▶ _Task to carry out_:
Report every line below that contains the string "bench" by copying each such line in full. Upper and lower case count, so match the letters case for case.

[Items stored from a collection]
------------------------

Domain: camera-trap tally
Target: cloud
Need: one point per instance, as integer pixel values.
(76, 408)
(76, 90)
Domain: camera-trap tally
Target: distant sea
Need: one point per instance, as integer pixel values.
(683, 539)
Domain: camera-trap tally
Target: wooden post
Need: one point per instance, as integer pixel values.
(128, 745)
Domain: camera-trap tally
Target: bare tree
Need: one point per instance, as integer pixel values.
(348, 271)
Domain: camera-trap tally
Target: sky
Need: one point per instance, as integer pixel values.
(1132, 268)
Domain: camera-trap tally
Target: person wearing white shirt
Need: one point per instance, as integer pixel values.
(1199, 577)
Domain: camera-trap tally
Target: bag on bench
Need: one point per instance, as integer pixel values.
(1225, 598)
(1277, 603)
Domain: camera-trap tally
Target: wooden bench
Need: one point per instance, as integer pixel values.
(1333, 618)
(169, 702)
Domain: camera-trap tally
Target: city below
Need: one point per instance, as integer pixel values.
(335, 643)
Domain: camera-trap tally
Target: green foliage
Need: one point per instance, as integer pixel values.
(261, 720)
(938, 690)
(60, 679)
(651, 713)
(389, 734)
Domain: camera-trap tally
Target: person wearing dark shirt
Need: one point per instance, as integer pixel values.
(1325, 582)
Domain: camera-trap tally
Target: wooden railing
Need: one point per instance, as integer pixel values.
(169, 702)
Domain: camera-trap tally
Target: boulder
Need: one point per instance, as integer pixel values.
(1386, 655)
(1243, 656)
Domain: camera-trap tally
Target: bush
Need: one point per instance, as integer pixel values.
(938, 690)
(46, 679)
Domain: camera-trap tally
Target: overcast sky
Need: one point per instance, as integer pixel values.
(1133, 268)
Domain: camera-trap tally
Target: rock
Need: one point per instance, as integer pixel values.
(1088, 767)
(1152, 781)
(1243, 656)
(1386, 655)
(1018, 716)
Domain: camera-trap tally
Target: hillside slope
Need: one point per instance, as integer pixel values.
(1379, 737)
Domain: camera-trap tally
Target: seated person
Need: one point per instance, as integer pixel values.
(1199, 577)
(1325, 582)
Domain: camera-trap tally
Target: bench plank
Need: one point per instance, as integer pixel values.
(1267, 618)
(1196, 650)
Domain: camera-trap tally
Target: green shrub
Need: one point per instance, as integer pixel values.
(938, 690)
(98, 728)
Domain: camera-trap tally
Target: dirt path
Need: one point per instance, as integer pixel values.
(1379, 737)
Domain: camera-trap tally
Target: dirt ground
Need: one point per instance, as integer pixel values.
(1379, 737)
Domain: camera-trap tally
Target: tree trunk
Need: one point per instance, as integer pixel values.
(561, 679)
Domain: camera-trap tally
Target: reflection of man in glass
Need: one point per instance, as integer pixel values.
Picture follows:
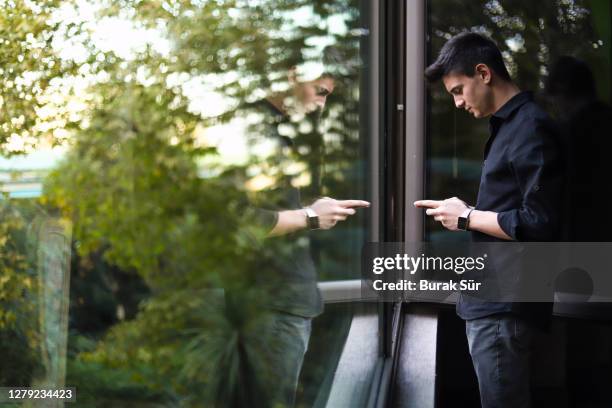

------------------------

▶ _Response to this task_:
Target: bag on bench
Target: wooden bench
Target: bench plank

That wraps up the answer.